▶ _BRONTEKST_:

+ + + + +

Onderzoek ter plaatse van reeds verstoorde gebieden zoals ontgrondingen worden door de signalering van deze gebieden aan de andere kant juist weer zoveel mogelijk vermeden.

10.3 Waardenkaarten

Gelijktijdig met de inventarisatie is ook een waardering uitgevoerd voor de historisch geografische elementen en structuren en de historische groenstructuren. Voor archeologie is het archeologische verwachtingsmodel doorvertaald naar een archeologische beleidskaart.

Het beleid ten aanzien van archeologie wordt begin 2012 vastgesteld en wordt vanaf dat moment geborgd in alle nieuw te verschijnen bestemmingsplannen. Als adviseur van de gemeente Oosterhout treedt in deze de Regio West-Brabant op, waarbij het uiteindelijke selectiebesluit blijft voorbehouden aan het college van B&W.

Voor de aspecten voortvloeiend uit het beleid van Rijkswege in het kader van MoMo en waarin het vigerende gemeentelijk beleid (nog) niet voorziet, wacht de gemeente het uitrollen van de Modernisering van de Monumentenzorg vooralsnog af.

+ + + + +

▶ _GEGEVEN ITEMS_:
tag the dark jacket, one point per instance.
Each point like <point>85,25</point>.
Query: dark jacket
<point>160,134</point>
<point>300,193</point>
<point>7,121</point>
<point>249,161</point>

+ + + + +

▶ _UIT TE VOEREN TAKEN_:
1) Wie treedt volgens de brontekst op als adviseur van de gemeente Oosterhout?
2) Verplaats elk punt in de antwoorden van de items door bij iedere coördinaat 101 op te tellen. Geef daarna alle regels van de items opnieuw weer, de verzoeken inbegrepen.
De brontekst en de items hebben niets met elkaar te maken.

▶ _OPLOSSINGEN_:
1) De Regio West-Brabant.

2)
tag the dark jacket, one point per instance.
Each point like <point>85,25</point>.
Query: dark jacket
<point>261,235</point>
<point>401,294</point>
<point>108,222</point>
<point>350,262</point>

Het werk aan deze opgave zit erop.